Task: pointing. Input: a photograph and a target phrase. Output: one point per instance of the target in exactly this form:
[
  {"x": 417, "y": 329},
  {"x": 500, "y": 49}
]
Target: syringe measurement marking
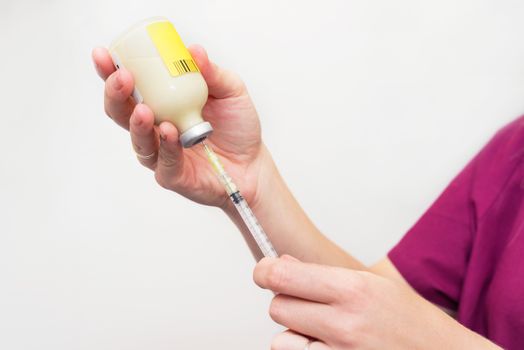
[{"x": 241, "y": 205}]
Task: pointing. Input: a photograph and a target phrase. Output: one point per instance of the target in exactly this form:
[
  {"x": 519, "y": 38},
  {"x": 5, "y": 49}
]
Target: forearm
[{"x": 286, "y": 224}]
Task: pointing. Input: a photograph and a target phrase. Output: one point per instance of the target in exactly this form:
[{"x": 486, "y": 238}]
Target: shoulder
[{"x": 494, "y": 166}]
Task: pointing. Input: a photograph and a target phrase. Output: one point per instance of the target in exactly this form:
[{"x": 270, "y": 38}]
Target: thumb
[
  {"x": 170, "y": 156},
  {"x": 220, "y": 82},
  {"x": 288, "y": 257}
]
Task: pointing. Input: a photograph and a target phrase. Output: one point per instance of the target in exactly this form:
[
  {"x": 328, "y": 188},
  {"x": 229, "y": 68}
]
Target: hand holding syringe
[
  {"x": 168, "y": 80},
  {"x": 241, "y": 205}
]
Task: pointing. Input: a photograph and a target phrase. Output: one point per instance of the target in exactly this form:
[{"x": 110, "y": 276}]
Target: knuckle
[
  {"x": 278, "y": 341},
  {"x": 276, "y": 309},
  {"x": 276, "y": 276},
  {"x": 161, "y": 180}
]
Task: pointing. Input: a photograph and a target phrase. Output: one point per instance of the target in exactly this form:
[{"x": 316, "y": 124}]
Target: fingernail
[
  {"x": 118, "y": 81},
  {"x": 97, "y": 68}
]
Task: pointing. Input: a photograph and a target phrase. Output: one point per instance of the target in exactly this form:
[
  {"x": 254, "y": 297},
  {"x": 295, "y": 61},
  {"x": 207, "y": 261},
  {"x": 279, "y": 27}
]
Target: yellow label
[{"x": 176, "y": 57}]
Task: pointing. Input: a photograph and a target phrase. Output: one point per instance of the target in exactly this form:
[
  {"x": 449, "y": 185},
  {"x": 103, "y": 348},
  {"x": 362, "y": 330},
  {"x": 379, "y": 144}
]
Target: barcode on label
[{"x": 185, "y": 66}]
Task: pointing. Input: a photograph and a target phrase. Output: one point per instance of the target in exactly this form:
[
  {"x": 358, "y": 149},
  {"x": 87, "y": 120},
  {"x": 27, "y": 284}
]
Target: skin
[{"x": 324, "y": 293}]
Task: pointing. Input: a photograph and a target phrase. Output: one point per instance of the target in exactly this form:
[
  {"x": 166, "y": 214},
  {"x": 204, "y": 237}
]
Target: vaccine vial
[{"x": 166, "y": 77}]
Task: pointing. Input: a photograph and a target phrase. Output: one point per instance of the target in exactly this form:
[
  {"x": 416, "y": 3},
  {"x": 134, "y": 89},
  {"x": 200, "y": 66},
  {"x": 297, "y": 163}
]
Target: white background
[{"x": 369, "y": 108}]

==

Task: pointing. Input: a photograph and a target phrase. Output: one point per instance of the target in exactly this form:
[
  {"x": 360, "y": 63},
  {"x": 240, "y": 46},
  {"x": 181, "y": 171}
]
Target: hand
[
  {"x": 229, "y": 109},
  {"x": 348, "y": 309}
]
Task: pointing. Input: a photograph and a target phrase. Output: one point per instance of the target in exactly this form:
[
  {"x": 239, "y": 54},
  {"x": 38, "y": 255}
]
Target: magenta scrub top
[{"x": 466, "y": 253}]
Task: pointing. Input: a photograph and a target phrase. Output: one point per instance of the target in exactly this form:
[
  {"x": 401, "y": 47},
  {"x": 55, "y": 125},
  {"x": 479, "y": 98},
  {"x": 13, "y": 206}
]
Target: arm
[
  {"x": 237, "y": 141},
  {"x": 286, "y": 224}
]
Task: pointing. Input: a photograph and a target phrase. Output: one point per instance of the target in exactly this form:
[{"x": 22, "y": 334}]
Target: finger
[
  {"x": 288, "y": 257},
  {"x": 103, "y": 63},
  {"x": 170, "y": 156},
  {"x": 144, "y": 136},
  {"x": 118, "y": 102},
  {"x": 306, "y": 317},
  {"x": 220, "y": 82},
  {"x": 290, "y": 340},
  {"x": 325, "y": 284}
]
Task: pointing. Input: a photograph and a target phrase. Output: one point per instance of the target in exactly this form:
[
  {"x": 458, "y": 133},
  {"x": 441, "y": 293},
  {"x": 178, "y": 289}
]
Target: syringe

INSTRUCTION: Which lines in the data above contain the string "label"? Pick out each of those lines and copy it.

RESULT OF THE TASK:
Target: yellow label
Target: barcode on label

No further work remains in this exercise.